JOB - Start at the line containing "Exercise. Locate the view" and transcribe every line exactly through the end of the records below, and only those lines.
[START]
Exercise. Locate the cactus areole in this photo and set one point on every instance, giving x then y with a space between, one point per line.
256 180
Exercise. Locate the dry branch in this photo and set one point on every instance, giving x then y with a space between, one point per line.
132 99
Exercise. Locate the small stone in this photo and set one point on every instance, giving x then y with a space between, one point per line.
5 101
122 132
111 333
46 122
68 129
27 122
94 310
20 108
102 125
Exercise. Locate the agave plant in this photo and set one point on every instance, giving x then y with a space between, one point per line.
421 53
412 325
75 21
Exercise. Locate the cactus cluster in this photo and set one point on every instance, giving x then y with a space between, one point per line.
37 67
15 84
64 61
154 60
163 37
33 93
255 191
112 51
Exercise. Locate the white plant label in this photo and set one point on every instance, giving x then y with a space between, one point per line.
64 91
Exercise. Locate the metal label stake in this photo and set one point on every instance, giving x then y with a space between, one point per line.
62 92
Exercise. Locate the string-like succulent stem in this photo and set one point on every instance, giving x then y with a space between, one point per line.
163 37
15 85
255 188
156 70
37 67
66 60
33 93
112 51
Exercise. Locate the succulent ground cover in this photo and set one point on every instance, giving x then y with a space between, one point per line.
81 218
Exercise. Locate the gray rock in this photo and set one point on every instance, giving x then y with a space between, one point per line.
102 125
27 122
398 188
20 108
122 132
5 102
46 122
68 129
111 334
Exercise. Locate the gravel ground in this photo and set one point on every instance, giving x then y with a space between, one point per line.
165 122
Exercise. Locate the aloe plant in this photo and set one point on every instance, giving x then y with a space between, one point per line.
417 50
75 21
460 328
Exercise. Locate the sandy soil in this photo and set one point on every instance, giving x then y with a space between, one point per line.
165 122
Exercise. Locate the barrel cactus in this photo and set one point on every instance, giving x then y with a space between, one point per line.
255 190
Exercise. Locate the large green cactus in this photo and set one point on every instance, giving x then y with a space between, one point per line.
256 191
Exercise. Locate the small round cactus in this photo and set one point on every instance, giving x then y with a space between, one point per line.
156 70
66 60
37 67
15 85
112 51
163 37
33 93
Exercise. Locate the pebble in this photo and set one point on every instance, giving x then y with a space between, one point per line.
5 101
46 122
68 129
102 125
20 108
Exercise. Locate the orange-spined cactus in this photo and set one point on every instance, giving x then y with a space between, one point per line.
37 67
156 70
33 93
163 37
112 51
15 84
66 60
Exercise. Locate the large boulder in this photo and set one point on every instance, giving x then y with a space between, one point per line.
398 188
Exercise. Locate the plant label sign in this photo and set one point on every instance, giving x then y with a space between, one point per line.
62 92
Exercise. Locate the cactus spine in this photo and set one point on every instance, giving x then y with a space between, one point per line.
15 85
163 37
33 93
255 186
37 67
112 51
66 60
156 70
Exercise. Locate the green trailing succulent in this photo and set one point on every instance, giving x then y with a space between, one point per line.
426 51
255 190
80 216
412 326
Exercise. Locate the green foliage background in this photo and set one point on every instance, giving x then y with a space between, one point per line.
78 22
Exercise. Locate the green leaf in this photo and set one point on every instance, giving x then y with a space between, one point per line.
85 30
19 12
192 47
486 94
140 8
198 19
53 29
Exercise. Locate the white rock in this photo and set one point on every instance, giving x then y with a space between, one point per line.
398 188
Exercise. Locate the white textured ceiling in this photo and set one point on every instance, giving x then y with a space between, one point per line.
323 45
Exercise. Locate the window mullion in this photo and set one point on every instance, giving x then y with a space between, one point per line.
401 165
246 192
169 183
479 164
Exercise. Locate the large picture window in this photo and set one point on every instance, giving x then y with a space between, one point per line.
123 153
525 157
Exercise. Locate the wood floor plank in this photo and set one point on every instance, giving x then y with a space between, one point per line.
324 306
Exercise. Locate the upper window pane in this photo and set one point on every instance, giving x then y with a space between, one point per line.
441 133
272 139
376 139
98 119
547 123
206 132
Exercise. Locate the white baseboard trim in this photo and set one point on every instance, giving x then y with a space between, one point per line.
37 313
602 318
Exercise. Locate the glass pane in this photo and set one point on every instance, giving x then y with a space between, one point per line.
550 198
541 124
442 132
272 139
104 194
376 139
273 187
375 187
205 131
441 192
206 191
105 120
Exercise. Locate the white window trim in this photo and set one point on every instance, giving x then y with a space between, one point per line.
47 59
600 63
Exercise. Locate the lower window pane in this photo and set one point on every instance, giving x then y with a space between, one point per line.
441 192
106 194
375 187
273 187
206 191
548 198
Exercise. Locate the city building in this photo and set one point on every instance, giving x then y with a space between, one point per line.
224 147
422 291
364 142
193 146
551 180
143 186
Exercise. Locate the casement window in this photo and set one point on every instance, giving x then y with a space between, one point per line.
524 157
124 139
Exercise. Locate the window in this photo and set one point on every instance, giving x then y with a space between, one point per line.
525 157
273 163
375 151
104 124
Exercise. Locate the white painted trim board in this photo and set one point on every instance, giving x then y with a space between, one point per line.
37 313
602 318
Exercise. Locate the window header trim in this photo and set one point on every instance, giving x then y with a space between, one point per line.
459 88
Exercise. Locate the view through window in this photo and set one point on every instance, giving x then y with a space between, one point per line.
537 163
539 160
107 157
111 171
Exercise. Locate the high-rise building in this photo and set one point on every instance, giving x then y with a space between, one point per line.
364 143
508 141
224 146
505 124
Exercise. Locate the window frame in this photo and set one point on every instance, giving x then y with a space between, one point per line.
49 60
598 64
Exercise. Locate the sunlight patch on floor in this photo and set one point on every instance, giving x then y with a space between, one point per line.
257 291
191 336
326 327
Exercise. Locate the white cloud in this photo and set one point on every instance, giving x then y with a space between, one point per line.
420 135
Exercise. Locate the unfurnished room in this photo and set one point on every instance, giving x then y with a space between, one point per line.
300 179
[END]
RESPONSE TO THE TASK -
Exercise. Locate the view through window in this photo and set one point on every instance, giving x then y with a space between, one point per line.
537 163
539 160
107 157
111 171
Exercise. Locate the high-rise building in this photo and set one point on every instance, giving x then y with a space between, one point per line.
364 143
508 141
224 146
505 124
Exercise. Locate the window frame in this photo and set one point on every instance, giving x then y with a space between, one point per line.
49 60
598 64
Exercise. Locate the sunlight patch on floor in this photo and set one point on every instance, giving x then y with a space between, one point per line.
257 291
191 336
326 327
Exercise. Locate the white cloud in this photo and set one point on every instance, giving x then y with a space between, one point per line.
420 135
Exercise. Locate the unfurnished room in this photo and set one point on every instance, giving x then y with a space between, one point per line.
300 179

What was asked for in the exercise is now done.